TASKS FOR THIS EXERCISE
[A] List every line in the entries below that contains the string "cypress".
[B] Continue the biography of Alexander Williams Jr. below, starting after its last sentence.

EXCERPT PROVIDED
— START —
Alexander Williams Jr. (born May 8, 1948) is a former United States district judge of the United States District Court for the District of Maryland.

Education and career

Born in Washington, D.C., Williams received a Bachelor of Arts degree from Howard University in 1970 and a Juris Doctor from Howard University School of Law in 1973. He was a law clerk for Judge James H. Taylor, Seventh Judicial Circuit of Maryland from 1973 to 1974. He was in private practice in Hyattsville, Maryland and Beltsville, Maryland from 1974 to 1986, serving as a municipal attorney for Fairmount Heights from 1975 to 1987, and as a substitute juvenile master, Prince George's County Circuit Court (part-time) from 1976 to 1977. He was an Assistant public defender, Prince George's County Public Defender's Office from 1977 to 1978. He was a Special counsel and hearing examiner, Prince George's County Board of Education (part-time) from 1978 to 1987. He became a professor of law at Howard University from 1978 to 1989, continuing as an adjunct professor thereafter. He was a Municipal attorney of Glenarden from 1980 to 1987, and was then a State's attorney of Prince George's County from 1987 to 1994. Alexander Williams Jr. was the first African American elected to the office of State's Attorney in Prince George's County, Maryland.
— END —
INFORMATION SUPPLIED
— START —
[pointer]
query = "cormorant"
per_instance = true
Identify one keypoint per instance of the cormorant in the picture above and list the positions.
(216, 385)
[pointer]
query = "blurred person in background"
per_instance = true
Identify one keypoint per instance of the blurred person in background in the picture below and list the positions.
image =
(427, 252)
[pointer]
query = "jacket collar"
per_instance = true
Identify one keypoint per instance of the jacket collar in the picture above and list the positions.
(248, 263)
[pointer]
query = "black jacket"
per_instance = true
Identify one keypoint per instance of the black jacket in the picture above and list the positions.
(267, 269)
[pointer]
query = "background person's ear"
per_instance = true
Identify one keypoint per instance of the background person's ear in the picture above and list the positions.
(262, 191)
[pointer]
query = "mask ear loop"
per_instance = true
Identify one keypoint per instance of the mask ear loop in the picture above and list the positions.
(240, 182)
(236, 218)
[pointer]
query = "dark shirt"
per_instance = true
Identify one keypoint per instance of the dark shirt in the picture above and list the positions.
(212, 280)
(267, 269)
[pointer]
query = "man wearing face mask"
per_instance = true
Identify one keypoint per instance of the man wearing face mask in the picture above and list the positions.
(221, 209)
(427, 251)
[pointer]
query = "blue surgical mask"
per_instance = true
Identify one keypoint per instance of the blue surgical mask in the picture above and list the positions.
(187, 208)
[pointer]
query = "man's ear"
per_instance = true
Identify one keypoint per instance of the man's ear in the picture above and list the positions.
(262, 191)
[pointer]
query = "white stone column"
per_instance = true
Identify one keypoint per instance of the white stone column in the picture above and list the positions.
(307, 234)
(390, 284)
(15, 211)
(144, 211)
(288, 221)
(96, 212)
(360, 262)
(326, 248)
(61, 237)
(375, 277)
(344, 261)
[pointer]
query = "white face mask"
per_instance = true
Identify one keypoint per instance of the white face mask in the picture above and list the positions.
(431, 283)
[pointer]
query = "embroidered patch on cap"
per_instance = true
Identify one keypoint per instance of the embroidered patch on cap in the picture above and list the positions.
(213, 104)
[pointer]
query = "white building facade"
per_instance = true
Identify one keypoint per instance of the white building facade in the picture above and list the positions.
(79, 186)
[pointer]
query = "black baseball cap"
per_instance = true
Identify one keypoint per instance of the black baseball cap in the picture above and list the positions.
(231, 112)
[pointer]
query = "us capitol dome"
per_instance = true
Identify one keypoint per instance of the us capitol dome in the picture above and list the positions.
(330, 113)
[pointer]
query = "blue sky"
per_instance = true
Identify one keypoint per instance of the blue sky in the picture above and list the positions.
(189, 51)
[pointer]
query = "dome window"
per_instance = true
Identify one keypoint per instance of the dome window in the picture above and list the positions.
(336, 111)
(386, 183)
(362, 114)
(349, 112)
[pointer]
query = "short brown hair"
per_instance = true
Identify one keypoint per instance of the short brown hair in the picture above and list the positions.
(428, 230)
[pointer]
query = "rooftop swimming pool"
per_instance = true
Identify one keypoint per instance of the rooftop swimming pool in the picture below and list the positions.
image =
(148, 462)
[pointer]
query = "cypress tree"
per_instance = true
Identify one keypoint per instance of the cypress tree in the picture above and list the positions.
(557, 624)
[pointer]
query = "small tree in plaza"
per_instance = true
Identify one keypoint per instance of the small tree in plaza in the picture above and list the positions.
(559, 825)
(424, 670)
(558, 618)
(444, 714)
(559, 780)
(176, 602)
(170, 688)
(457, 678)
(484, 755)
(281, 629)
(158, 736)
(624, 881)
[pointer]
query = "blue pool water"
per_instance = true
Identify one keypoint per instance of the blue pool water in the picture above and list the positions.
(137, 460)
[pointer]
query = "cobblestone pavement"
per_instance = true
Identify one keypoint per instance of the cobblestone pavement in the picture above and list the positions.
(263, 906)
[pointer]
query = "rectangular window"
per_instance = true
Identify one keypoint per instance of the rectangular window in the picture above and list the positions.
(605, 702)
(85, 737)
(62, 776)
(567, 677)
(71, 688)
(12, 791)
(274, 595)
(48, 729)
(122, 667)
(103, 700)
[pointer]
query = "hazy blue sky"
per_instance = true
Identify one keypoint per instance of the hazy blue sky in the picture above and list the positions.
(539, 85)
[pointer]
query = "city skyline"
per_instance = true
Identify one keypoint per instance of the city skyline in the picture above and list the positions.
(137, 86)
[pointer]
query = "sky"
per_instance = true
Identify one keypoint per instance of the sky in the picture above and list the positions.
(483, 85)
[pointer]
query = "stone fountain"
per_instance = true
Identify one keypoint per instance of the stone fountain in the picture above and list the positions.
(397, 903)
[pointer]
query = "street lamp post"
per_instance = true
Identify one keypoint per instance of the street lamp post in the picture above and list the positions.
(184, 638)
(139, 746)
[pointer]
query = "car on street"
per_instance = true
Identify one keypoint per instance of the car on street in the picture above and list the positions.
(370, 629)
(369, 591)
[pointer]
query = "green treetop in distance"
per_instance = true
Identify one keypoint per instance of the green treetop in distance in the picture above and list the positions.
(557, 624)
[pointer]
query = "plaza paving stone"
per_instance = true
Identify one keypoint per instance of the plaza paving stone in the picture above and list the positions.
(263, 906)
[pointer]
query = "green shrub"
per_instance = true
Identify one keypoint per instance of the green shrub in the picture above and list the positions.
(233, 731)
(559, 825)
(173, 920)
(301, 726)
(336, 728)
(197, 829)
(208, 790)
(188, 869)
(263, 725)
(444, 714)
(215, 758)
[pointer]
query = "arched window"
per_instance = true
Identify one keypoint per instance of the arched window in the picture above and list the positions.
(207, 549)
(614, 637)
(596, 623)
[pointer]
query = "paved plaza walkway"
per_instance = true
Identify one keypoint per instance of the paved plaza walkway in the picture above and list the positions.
— END —
RESULTS IN ORDER
[A]
query = "cypress tree"
Identify one keypoint per instance of the cypress tree in the picture above and list the positions.

[B]
Federal judicial service

On August 6, 1993, President Bill Clinton nominated Williams to a seat on the United States District Court for the District of Maryland vacated by Judge Norman P. Ramsey. Williams was confirmed by the United States Senate on August 17, 1994, and received his commission on August 18, 1994. He took senior status on May 8, 2013. He retired from active service on January 3, 2014.

See also 
 List of African-American federal judges
 List of African-American jurists

References

Sources

1948 births
Living people
African-American judges
Judges of the United States District Court for the District of Maryland
United States district court judges appointed by Bill Clinton
Public defenders
Howard University alumni
Howard University School of Law alumni
People from Washington, D.C.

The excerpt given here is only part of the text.